*Data supplied*:
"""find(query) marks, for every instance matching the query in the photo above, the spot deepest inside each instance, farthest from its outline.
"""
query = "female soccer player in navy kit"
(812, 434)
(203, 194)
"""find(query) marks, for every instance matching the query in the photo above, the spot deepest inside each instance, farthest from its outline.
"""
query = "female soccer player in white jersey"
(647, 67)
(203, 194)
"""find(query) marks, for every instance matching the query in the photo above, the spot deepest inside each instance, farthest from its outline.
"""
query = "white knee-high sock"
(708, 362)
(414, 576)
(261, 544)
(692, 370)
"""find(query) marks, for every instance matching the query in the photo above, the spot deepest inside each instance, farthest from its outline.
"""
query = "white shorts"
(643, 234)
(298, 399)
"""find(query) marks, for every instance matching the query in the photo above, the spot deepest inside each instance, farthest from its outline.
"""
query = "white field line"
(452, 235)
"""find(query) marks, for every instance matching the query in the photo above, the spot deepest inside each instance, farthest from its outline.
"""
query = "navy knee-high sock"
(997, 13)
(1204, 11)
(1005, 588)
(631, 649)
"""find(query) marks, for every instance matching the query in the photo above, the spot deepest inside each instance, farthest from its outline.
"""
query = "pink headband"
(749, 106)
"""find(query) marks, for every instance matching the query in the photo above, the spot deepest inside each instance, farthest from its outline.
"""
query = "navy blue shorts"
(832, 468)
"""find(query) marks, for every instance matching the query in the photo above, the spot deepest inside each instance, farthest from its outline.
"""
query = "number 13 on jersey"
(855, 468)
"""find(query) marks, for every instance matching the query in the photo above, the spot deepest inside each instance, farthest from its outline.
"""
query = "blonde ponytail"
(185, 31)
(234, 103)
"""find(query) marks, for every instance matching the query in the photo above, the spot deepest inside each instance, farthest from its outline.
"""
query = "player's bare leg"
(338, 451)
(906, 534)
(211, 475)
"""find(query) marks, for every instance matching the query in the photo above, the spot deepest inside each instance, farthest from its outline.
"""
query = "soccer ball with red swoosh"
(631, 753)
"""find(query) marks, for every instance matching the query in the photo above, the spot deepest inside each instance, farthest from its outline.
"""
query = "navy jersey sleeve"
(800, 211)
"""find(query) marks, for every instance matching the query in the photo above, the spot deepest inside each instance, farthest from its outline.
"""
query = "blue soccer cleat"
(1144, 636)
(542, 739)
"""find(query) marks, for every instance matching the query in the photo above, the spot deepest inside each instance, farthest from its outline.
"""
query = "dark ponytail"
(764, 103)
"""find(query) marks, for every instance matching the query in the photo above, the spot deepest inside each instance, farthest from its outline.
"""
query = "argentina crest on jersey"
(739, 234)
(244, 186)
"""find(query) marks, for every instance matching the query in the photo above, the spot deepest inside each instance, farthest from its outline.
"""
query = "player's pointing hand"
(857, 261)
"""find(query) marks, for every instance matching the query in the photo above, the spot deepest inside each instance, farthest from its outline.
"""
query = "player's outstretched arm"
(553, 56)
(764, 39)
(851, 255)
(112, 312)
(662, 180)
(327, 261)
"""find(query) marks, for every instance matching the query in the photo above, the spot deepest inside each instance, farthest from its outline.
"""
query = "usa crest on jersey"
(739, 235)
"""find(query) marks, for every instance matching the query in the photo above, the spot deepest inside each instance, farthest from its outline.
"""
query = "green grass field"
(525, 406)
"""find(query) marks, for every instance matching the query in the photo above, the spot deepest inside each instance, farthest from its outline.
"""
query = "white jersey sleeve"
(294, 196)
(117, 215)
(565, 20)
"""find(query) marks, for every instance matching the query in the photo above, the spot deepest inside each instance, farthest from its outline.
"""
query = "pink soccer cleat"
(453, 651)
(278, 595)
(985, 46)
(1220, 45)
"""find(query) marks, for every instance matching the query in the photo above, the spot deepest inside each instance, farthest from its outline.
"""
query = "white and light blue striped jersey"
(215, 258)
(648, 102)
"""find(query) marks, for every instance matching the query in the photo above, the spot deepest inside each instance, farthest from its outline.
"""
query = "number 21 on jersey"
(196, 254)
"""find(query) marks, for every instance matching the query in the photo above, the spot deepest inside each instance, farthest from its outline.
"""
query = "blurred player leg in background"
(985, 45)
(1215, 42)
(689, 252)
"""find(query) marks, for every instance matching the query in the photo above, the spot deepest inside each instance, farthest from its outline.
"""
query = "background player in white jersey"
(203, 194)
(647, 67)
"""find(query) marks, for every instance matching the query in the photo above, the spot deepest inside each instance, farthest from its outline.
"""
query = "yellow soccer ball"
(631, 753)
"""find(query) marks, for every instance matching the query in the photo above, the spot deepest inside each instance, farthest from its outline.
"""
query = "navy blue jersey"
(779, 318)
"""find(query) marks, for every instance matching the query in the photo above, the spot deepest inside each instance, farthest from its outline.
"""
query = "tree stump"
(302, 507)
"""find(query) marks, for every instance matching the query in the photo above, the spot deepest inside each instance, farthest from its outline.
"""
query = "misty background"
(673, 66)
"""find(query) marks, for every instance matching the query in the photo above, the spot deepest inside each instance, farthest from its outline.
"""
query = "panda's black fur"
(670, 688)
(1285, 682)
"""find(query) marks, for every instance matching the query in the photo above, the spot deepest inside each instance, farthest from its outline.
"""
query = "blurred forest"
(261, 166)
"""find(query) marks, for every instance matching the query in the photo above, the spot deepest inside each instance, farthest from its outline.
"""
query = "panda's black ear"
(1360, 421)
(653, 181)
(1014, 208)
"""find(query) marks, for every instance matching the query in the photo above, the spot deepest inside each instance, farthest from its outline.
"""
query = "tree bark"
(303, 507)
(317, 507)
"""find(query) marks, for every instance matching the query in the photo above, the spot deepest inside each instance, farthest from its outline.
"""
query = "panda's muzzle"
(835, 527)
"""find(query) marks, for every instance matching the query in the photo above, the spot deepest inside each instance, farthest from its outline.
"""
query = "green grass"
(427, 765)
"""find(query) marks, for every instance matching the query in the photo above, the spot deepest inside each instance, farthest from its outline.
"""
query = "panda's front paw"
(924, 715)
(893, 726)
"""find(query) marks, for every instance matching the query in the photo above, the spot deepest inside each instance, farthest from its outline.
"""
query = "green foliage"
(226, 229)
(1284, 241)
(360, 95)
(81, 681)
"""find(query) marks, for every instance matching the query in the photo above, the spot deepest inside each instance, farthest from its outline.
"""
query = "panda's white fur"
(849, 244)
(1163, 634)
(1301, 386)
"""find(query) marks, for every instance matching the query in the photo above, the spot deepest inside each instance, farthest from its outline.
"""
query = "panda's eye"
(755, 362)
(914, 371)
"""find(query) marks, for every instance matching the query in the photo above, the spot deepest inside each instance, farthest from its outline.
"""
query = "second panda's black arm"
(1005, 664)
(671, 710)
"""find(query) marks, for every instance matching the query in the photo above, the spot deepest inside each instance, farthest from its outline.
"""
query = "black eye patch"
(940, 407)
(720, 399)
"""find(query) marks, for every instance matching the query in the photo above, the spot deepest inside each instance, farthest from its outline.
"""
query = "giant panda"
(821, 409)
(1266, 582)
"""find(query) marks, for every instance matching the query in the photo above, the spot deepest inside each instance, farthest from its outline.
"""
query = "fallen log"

*Objective*: Which lines in the entries above contain the word "field"? Copy each of those lines in full, and treat uppercase and lowercase letters as different.

*Result for this exercise*:
query = "white field line"
query = "green grass field"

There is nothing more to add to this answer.